-- START OF THE DATA --

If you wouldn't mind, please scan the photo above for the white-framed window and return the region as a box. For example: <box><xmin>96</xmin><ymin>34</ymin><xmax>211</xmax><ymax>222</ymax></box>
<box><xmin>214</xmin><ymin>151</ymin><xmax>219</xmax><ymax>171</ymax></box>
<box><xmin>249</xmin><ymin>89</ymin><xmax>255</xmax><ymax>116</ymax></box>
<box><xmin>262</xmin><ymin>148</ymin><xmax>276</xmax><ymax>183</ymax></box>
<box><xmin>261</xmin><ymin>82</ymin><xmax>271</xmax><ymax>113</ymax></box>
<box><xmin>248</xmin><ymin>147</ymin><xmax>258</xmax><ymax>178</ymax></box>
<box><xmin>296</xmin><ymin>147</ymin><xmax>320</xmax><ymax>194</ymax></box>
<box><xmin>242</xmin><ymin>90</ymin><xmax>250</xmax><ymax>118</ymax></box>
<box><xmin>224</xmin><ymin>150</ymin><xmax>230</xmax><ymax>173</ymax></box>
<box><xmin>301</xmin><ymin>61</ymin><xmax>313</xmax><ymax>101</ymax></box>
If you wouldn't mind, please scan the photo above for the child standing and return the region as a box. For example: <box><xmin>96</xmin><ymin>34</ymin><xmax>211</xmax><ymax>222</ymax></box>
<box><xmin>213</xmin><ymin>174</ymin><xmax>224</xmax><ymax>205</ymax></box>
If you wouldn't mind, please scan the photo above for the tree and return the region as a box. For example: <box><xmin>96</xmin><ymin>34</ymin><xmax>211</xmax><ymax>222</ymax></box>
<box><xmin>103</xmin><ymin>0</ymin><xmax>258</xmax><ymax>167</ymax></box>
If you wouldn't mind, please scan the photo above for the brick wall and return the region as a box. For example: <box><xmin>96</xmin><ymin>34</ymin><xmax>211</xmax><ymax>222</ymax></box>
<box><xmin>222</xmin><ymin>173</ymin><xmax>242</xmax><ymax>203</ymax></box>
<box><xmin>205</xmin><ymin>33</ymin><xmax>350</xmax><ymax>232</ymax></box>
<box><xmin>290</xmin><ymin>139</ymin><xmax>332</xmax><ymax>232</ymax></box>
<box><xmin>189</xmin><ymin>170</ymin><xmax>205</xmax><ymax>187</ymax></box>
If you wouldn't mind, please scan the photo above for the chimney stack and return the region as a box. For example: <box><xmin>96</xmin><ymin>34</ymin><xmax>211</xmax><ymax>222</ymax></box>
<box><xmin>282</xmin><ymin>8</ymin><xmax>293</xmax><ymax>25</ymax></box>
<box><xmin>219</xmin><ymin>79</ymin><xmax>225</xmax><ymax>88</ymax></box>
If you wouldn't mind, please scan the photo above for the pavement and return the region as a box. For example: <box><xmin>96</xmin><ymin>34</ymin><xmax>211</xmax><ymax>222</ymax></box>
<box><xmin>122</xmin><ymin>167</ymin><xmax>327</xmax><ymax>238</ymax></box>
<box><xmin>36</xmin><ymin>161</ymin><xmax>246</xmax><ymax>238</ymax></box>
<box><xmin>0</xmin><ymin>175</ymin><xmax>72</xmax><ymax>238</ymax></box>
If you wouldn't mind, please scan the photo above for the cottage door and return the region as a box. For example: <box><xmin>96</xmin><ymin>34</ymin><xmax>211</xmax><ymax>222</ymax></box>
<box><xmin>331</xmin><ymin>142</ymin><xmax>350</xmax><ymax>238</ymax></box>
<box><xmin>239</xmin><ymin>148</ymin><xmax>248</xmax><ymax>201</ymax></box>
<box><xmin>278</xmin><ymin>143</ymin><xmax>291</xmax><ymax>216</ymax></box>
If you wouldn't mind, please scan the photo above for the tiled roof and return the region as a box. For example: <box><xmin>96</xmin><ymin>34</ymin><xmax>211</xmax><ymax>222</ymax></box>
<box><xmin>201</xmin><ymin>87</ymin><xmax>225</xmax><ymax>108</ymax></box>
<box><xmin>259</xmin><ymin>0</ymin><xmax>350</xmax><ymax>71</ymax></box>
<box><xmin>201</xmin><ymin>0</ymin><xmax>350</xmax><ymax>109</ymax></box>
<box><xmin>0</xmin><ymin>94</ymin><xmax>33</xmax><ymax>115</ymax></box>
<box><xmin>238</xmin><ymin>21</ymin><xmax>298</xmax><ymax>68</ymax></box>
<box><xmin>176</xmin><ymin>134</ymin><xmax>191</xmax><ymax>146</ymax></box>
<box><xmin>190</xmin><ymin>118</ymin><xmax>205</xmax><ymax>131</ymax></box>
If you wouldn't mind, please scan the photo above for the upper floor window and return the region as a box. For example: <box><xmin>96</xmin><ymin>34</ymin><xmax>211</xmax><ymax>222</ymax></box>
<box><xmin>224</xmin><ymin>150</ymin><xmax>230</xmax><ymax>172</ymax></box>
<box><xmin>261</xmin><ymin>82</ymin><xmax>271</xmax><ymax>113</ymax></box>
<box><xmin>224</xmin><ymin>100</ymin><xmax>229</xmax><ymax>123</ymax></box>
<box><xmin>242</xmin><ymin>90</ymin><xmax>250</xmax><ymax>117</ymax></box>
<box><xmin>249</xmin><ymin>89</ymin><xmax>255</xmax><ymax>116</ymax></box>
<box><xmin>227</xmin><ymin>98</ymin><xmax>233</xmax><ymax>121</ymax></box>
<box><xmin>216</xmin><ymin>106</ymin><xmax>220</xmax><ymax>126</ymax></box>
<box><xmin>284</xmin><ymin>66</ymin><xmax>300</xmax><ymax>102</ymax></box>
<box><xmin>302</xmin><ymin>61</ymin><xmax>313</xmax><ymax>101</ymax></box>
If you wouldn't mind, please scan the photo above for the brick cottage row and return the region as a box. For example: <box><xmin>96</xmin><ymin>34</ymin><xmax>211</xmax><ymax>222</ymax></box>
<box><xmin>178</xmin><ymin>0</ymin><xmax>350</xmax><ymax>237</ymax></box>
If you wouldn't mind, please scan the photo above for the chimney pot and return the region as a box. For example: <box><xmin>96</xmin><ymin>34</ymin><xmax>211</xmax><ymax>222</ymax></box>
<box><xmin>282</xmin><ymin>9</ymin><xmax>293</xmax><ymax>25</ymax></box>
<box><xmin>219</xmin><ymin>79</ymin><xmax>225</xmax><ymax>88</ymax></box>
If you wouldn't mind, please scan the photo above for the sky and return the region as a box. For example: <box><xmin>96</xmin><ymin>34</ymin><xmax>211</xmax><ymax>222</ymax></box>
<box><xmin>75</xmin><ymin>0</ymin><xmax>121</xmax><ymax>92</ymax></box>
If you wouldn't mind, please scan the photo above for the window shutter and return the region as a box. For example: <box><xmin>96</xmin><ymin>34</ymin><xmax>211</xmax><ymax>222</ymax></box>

-- END OF THE DATA --

Starting with the line that contains "for the upper", output every line through the end of the listing above, unchanged.

**SOLUTION BELOW**
If you wouldn't mind, please scan the photo above for the upper floor window and return the region as a box. For example: <box><xmin>96</xmin><ymin>34</ymin><xmax>211</xmax><ymax>222</ymax></box>
<box><xmin>224</xmin><ymin>150</ymin><xmax>230</xmax><ymax>172</ymax></box>
<box><xmin>261</xmin><ymin>82</ymin><xmax>271</xmax><ymax>113</ymax></box>
<box><xmin>224</xmin><ymin>100</ymin><xmax>229</xmax><ymax>123</ymax></box>
<box><xmin>242</xmin><ymin>90</ymin><xmax>250</xmax><ymax>117</ymax></box>
<box><xmin>249</xmin><ymin>89</ymin><xmax>255</xmax><ymax>116</ymax></box>
<box><xmin>227</xmin><ymin>98</ymin><xmax>233</xmax><ymax>121</ymax></box>
<box><xmin>216</xmin><ymin>106</ymin><xmax>220</xmax><ymax>126</ymax></box>
<box><xmin>284</xmin><ymin>66</ymin><xmax>300</xmax><ymax>102</ymax></box>
<box><xmin>302</xmin><ymin>61</ymin><xmax>313</xmax><ymax>101</ymax></box>
If you wouldn't mind, please scan the photo above for the brick cottage row and return the region as a box. For example: <box><xmin>96</xmin><ymin>34</ymin><xmax>211</xmax><ymax>222</ymax></box>
<box><xmin>178</xmin><ymin>0</ymin><xmax>350</xmax><ymax>237</ymax></box>
If you wouldn't mind, please scan the photo above for the chimney pot and return the region as a box. For example: <box><xmin>96</xmin><ymin>34</ymin><xmax>211</xmax><ymax>222</ymax></box>
<box><xmin>282</xmin><ymin>9</ymin><xmax>293</xmax><ymax>25</ymax></box>
<box><xmin>219</xmin><ymin>79</ymin><xmax>225</xmax><ymax>88</ymax></box>
If you wouldn't mind, please scan the photo above for the sky and return the region as a box. For example: <box><xmin>96</xmin><ymin>34</ymin><xmax>211</xmax><ymax>222</ymax></box>
<box><xmin>75</xmin><ymin>0</ymin><xmax>121</xmax><ymax>92</ymax></box>
If you wouldn't mind, please scan the photo above for the window shutter and return the region as a box. For example: <box><xmin>96</xmin><ymin>34</ymin><xmax>211</xmax><ymax>222</ymax></box>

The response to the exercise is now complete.